§ **Activity**: Take the records below and copy them exactly.

§ **The data**:
-- Opening Marker --

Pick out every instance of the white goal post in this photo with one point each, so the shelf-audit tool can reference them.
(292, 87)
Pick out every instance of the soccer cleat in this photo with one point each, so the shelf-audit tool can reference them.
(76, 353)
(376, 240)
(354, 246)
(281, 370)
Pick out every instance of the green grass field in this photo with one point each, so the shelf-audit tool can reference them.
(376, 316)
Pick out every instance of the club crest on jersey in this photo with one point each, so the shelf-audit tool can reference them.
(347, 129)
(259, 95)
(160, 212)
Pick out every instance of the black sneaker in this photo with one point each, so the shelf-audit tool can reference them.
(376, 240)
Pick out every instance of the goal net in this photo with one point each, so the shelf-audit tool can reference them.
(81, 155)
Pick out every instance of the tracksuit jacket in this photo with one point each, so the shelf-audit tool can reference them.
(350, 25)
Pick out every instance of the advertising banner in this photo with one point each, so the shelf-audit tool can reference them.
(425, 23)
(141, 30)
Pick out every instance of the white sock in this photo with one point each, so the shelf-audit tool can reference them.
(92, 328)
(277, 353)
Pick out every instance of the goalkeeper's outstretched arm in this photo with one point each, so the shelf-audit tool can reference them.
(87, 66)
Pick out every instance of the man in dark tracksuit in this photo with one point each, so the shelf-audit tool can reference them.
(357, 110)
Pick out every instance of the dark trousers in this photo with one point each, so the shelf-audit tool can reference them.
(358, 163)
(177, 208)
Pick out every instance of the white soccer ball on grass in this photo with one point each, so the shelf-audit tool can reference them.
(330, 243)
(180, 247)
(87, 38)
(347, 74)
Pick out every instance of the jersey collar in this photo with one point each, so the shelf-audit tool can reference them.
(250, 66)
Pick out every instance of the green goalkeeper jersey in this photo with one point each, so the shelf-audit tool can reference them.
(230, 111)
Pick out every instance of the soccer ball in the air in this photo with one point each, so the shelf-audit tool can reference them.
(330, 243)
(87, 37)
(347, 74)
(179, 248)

-- Closing Marker --

§ **Response for this exercise**:
Pick out every instance of the white goal post in this photo with one point each, so the shelf-audit tool can reference them.
(292, 87)
Pick out every instance of the soccer cleat in this photo with one point each, so the shelf-audit tool can reference them.
(76, 353)
(376, 240)
(354, 246)
(281, 370)
Pick out every instance of the green grass field in this photo with one point each, so the shelf-audit tool can reference them.
(376, 316)
Pick out every instance of the club crest on jersey in this photo with one point each, so the shelf-audit tool can reference them.
(347, 129)
(259, 95)
(160, 212)
Pick out every instance of the black sneaker in this photo with one point each, so the shelf-audit tool can reference them.
(376, 240)
Pick out every instance of the goal net in this photo with one point each, so the shelf-audit tool can reference them.
(81, 155)
Pick out every instance of the tracksuit jacket in this photo with one point each, so the shelf-audit tool can reference them.
(350, 25)
Pick out every instance of the advertising banner in this photo with one point each, so the shelf-audit tool can reference them.
(425, 23)
(141, 30)
Pick out every instance of the white sock in this photo with one point each, so the shelf-audit tool can reference them.
(92, 328)
(277, 353)
Pick out every instance of the goalkeeper's outstretched arm in this photo with one point each, so the shelf-audit tool can reference them.
(87, 66)
Pick out every instance of the man in dark tracksuit in this photo with one point each, so the shelf-audit tool can reference them.
(357, 110)
Pick out every instance of the dark trousers in this photo with one point each, so the shelf-audit tool can reference them.
(358, 163)
(177, 208)
Pick out every instance of the white soccer ball on grass in this photo with one point each, so the shelf-audit tool can reference them.
(330, 243)
(180, 247)
(87, 38)
(347, 74)
Pick out every instance of the jersey collar in this photo with one point each, so the shelf-audit tool can reference them.
(250, 66)
Pick out every instance of the green goalkeeper jersey in this photo with one point each, so the shelf-audit tool can reference them.
(230, 111)
Pick out every instance of the soccer ball in the air in this photo with one point each, so the shelf-audit tool can reference them.
(330, 243)
(87, 37)
(347, 74)
(179, 248)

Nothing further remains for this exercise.